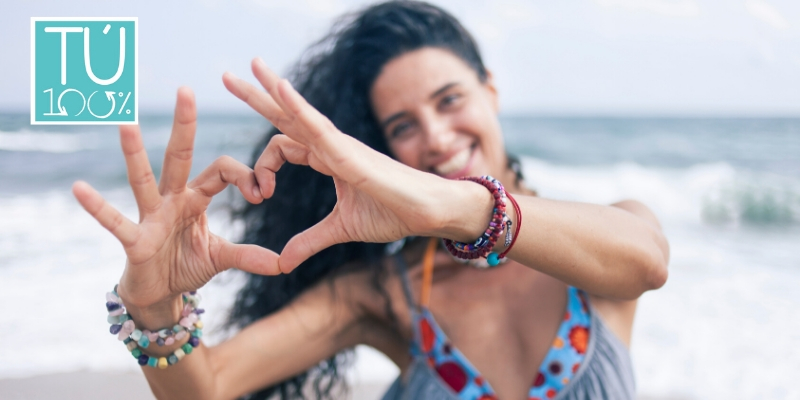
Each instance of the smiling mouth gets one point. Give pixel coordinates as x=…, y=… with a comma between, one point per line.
x=456, y=164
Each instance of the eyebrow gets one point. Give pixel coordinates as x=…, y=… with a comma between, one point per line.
x=401, y=114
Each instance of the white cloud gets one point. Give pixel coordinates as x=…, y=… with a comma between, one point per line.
——
• _Task instructions_
Could you print all of the material above word for word, leaving the pictures out?

• _Solution to this task_
Each instance of the smiling mouth gets one point. Give pixel coordinates as x=…, y=… with a comma between, one point per line.
x=456, y=164
Each instance of the eyebrow gets one point. Give pixel coordinates as x=…, y=… with a comma between, one point per line.
x=401, y=114
Each instance of the white cloud gets one point. Give pixel coordinates as x=…, y=… with a comma between, one point per line.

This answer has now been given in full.